---------- EXERCISE DATA ----------
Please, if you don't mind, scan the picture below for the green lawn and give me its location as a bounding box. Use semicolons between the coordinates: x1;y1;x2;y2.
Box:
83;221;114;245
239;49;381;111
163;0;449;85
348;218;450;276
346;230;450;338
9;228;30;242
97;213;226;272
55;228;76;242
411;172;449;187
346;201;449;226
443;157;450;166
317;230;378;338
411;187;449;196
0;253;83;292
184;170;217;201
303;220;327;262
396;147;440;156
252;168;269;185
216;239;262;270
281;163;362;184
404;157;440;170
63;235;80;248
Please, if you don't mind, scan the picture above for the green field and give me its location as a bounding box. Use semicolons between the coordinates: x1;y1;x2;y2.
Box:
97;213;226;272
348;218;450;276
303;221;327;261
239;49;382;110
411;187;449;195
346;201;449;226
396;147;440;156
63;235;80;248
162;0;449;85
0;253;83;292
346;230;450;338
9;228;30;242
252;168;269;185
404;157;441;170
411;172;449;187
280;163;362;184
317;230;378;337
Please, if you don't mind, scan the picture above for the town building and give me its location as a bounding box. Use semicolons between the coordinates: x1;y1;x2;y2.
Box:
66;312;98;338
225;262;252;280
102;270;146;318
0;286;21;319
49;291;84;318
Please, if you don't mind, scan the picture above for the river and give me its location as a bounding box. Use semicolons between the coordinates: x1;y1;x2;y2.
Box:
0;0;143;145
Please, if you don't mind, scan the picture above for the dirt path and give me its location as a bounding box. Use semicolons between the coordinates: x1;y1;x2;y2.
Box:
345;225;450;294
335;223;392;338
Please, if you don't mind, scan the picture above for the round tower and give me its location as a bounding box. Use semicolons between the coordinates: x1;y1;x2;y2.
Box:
----------
Transcribe every record verbatim.

Please, if you don't mind, scan the picture below for the green lawn and give me its location as a bounding box. Use semicolons between the coordinates: x1;y1;x2;y2.
Box:
83;221;114;245
239;49;381;111
163;0;449;85
348;218;450;276
346;230;450;338
9;228;30;242
97;213;226;272
55;228;76;242
411;172;449;187
346;201;449;226
443;157;450;166
317;230;378;338
411;187;449;196
0;253;83;292
184;170;217;201
303;220;327;262
396;147;440;156
252;168;269;185
216;239;262;270
281;163;362;184
404;157;440;170
63;235;80;248
Please, if you don't mind, scan the picture above for the green field and give me its location as a bounding box. Use semicolons between the coordinates: x1;y1;x2;y2.
Box:
97;213;226;272
348;218;450;276
303;221;327;261
239;49;382;110
411;187;449;195
346;201;449;226
396;147;440;156
63;235;80;248
162;0;449;85
0;253;83;292
346;230;450;338
9;228;30;242
252;168;269;185
404;157;441;170
411;172;449;187
280;163;362;184
317;230;378;337
Please, if you don't mind, scan the picture above for the town building and give me its location as a bounding box. Use semicolons between the coordinates: x1;y1;x2;y2.
Box:
66;312;98;338
225;262;252;280
102;270;146;318
0;286;21;319
49;291;84;318
Please, if you don't mind, scan the picture above for the river and give me its location as a bounding box. Use semicolons between the coordinates: x1;y1;x2;y2.
Box:
0;0;143;145
Please, if you don't mind, scan the picture above for the dirt path and give me its location as a bounding box. Use semicolons between the coordinates: x1;y1;x2;y2.
Box:
345;225;450;294
335;223;392;338
Please, if you don't mind, scan the picture above for the round tower and give me its location as a bounding box. Use semicolons between the coordinates: x1;y1;x2;y2.
Box:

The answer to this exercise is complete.